Copy each of the entries below word for word, and leave the pictures out of your copy.

PROVIDED DATA:
****

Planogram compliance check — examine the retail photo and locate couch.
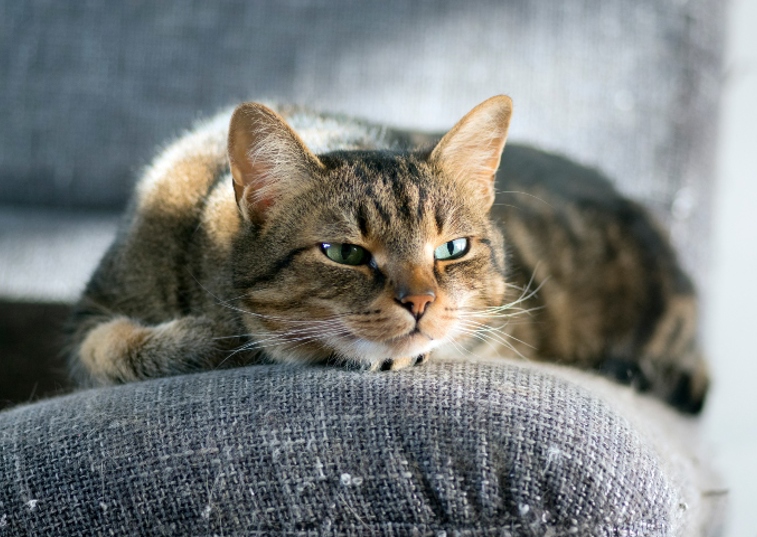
[0,0,724,537]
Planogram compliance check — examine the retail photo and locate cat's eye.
[434,237,469,261]
[321,242,371,266]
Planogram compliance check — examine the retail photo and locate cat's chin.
[326,332,443,369]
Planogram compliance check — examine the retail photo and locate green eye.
[321,242,371,265]
[434,237,468,261]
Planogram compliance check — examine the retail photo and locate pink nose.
[399,293,436,319]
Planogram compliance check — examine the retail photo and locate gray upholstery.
[0,362,721,537]
[0,0,723,300]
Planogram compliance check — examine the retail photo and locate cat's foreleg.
[76,316,236,384]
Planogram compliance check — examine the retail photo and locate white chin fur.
[326,339,444,367]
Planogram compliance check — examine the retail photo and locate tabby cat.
[66,96,708,412]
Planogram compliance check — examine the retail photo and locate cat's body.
[66,97,707,411]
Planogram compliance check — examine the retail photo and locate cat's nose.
[397,292,436,319]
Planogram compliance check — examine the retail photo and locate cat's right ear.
[429,95,513,209]
[228,103,323,224]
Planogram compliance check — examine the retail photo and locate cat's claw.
[371,354,428,371]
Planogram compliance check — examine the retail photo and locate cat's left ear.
[228,103,323,224]
[429,95,513,209]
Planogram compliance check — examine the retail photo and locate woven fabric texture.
[0,362,712,537]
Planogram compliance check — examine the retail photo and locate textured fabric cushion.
[0,0,724,296]
[0,362,715,537]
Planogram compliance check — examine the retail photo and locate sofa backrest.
[0,0,723,288]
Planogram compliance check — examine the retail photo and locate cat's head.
[229,96,512,368]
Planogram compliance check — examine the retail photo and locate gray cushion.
[0,0,724,298]
[0,361,719,537]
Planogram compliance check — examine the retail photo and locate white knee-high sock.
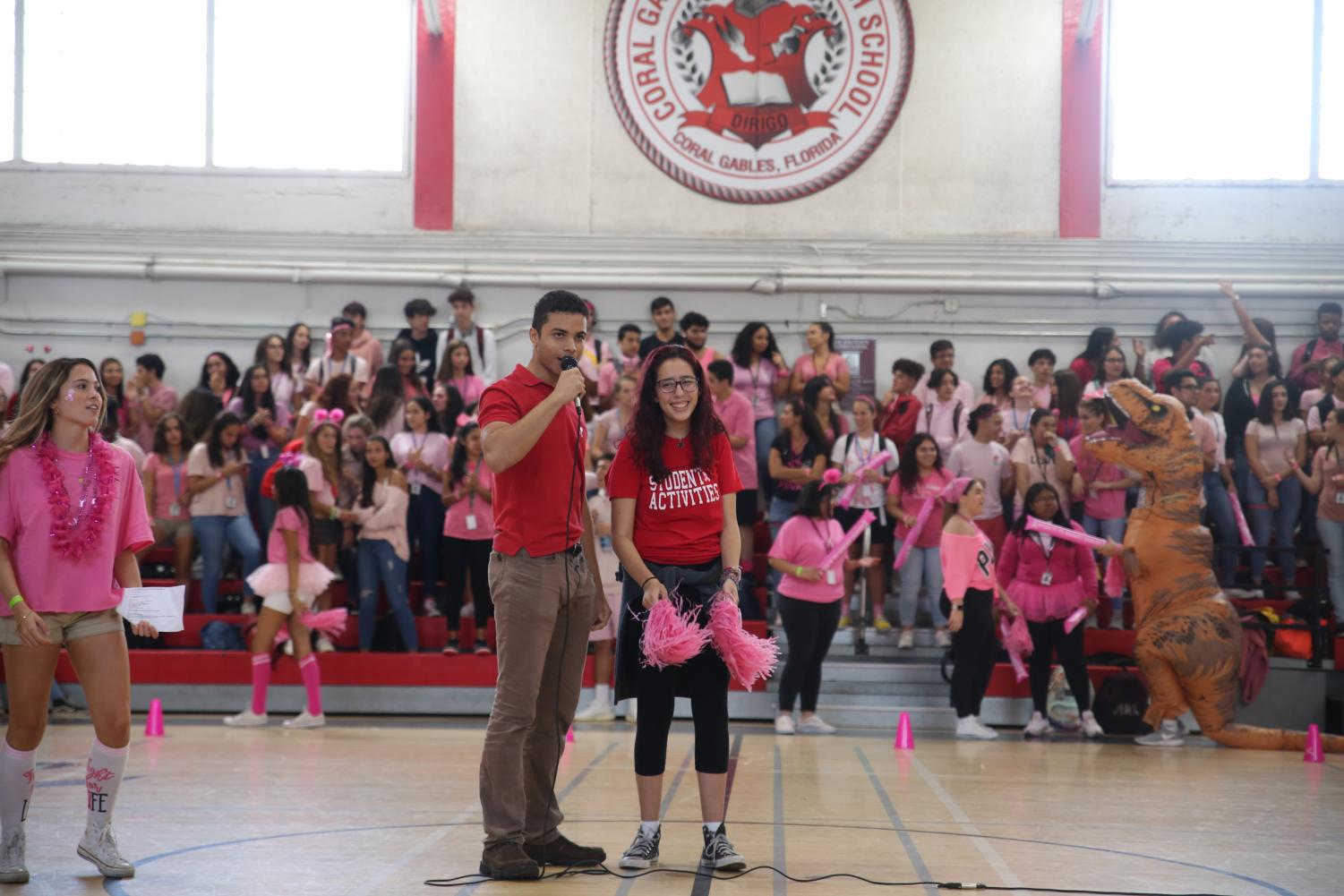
[0,741,38,834]
[85,738,131,835]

****

THE RESPONSE:
Planogram compliance check — examine the retail photo and locate couch.
[0,0,724,537]
Planogram compliance check — examine the retail photo and locate cat's eye.
[434,237,469,261]
[321,242,371,266]
Planogram compliance check — examine the retail photo and locate cat's chin.
[326,332,443,369]
Planogram compliance check — examine the retail photo and locate green eye.
[321,242,371,265]
[434,237,468,261]
Planogram compliance check — examine the retail photo and locate pink nose.
[399,293,436,319]
Planogram compliance check — examine the retail photo and locate gray upholstery.
[0,362,721,537]
[0,0,723,300]
Planogram compliance check — examine the retail photo and locate cat's foreleg.
[76,316,236,384]
Planogram compliance check — examine the retail photo and locate white chin fur.
[326,339,444,367]
Planogram compliance check — examine the retail photo and locate tabby cat.
[66,96,708,412]
Planogram compliance check — examine the retail photo and locate cat's body.
[66,97,707,411]
Planogram compliance check — examine the retail photo and locate cat's nose.
[397,292,436,319]
Planogram compliance check — examine the retail photo and locate cat's right ear.
[429,95,513,209]
[228,103,323,224]
Planogram compliance check — examine the retail photo and locate cat's claw.
[371,354,428,371]
Planogram compliance check — examine the retail photo and locate cat's left ear.
[228,103,323,224]
[429,95,513,209]
Planogram compliance check — examine the retail photo and locate woven fabric texture.
[0,362,712,537]
Planogram compliance check — examine the retail photo and locate textured fabric cushion.
[0,0,724,296]
[0,362,715,537]
Planogram compliance check — examine the retail photo and locate sofa backrest.
[0,0,723,288]
Planogram compliance check — examine the retail photo and locate cat's head.
[229,96,512,368]
Planogram compliance check — examine the retail photo and locate gray cushion.
[0,0,724,298]
[0,361,719,537]
Planogram compliance check — examine the retail photo and locate white knee-high sock.
[0,741,38,834]
[85,738,131,835]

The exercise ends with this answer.